§ **About this task**
Look at every line below and count those containing "curtain". Answer with the number only.

§ **Information**
------------------------------
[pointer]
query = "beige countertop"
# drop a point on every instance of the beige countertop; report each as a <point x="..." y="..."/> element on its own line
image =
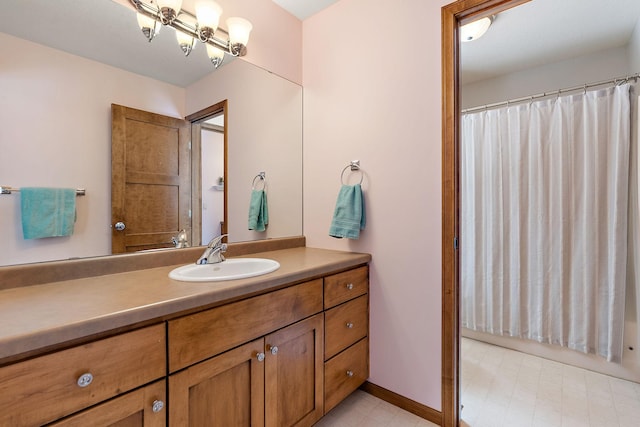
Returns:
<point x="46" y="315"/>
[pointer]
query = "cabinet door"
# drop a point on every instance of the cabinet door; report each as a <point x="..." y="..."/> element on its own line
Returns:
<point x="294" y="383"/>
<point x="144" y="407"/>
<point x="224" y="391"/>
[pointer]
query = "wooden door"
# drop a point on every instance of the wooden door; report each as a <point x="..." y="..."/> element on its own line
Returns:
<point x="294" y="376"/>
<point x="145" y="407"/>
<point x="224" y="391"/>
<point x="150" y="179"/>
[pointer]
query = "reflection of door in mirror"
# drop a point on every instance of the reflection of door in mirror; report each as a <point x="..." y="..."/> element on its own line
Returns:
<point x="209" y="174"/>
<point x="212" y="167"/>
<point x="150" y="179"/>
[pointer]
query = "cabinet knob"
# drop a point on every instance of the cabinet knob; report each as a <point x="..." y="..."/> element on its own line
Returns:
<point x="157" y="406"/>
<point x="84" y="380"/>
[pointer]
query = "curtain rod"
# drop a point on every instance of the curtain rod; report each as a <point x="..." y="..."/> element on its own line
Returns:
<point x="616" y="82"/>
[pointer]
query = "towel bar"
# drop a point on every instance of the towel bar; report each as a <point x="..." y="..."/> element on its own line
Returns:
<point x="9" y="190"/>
------------------------------
§ **Task result**
2